Ausgewählter Auszug
=======
Die funktioniert dann so, dass eine freundliche Teekellnerin mit einer Art Holzbox zu uns an den Tisch kommt. Quasi auf dem Deckel der Box stehen eine Teekanne aus Ton und zwei Tassen, eine Kleine und eine Große und ausserdem noch ein Teeaufgusskanne mit kochendem Wasser. Im Deckel sind eine Art "Abflussrinnen" und gleich wissen wir auch warum. Aus dem Wasserkocher gießt die Zeremonienmeisterin dann erstmal nur heisses Wasser in alle drei Gefäße und über den Deckel der geschlossenen Teekanne drüber um diese "anzuwärmen". Dann folgt der erste kurze Aufguss mit dem süßlich-blumig riechenden Oolong-Tee, der jedoch nur kurz zieht und dann weggeschüttet wird. Der zweite Aufguss ist dann für mich und kommt von der Tonkanne zuerst in die grössere und schließlichin die minikleine Teetasse aus der ich dann trinke. Der Tee schmeckt sehr lecker und sobald ich meine Zwei-Schluck-Tasse leergetrunken habe, kommt die nette Frau erneut an unseren Tisch und schenkt mir nach dem gleichen Schema nach. Das Wasser wird dabei immer wieder frisch direkt neben unserem Tisch auf einer Platte gekocht, denn soviel habe ich verstanden, es muss für diese Art von Tee kochend heiss sein. Zum Tee gibt es noch eine Snackplatte mit Nüssen, Gebäck und Datteln.

Um diese interessante Erfahrung abzurunden bekommen wir am Ende noch ein Geschenk von der alten Frau Fu, die uns eine selbstgemalte Kalligrafie überreicht und zu unserem Erstaunen in bestem Deutsch erklärt, was die Zeichen bedeuten ("Reichtum soll in dein Haus kommen" - wie passend!). Ob jeder Gast soetwas bekommt, oder Frau Fu einfach ein Herz für Deutsche hat oder ob es vielleicht auch an den 20% Trinkgeld lag, die Christian gönnerhaft und leicht versehentlich gegeben hat...man weiss es nicht. Aber wir haben uns sehr gefreut!!

Als wir das Teehaus verlassen ist es schon dunkel und in den angrenzenden Gassen brutzelt es aus den Garküchen verführerisch zu uns herüber. Allerdings sind wir nicht zu ködern, mit der Snackplatte noch im Magen. Stattdessen machen wir einen langen Verdauungsspaziergang durch das abendliche Peking und haben dabei tolle Einblicke in das einfache Leben in den Hutong, kommen an einem Markt vorbei, an kleinen Gebrauchwaren- und Obstständen und alten Leuten, die ihren Abendsport (Im Park in einem Kreis einem Führer hinterherwalken) betreiben.
=======
Gegebene Daten
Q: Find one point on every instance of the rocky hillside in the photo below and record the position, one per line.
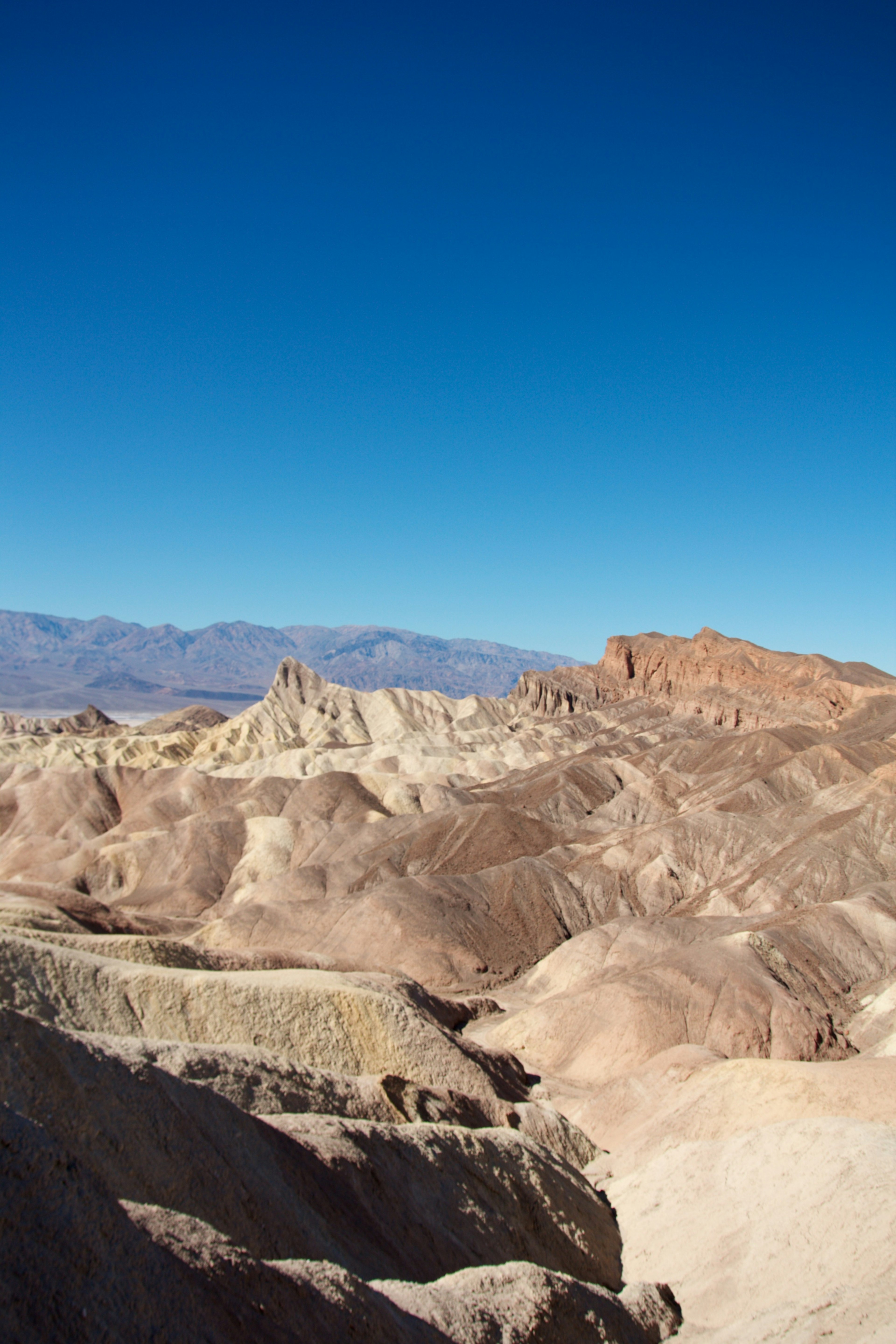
(617, 953)
(53, 665)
=======
Aufgabenstellung
Gib aus dem Text über den Besuch im Teehaus den Abschnitt unverändert aus, der bei den Worten „Als wir das“ beginnt. Hör nach „Führer hinterherwalken) betreiben.“ auf.

Ergebnis
Als wir das Teehaus verlassen ist es schon dunkel und in den angrenzenden Gassen brutzelt es aus den Garküchen verführerisch zu uns herüber. Allerdings sind wir nicht zu ködern, mit der Snackplatte noch im Magen. Stattdessen machen wir einen langen Verdauungsspaziergang durch das abendliche Peking und haben dabei tolle Einblicke in das einfache Leben in den Hutong, kommen an einem Markt vorbei, an kleinen Gebrauchwaren- und Obstständen und alten Leuten, die ihren Abendsport (Im Park in einem Kreis einem Führer hinterherwalken) betreiben.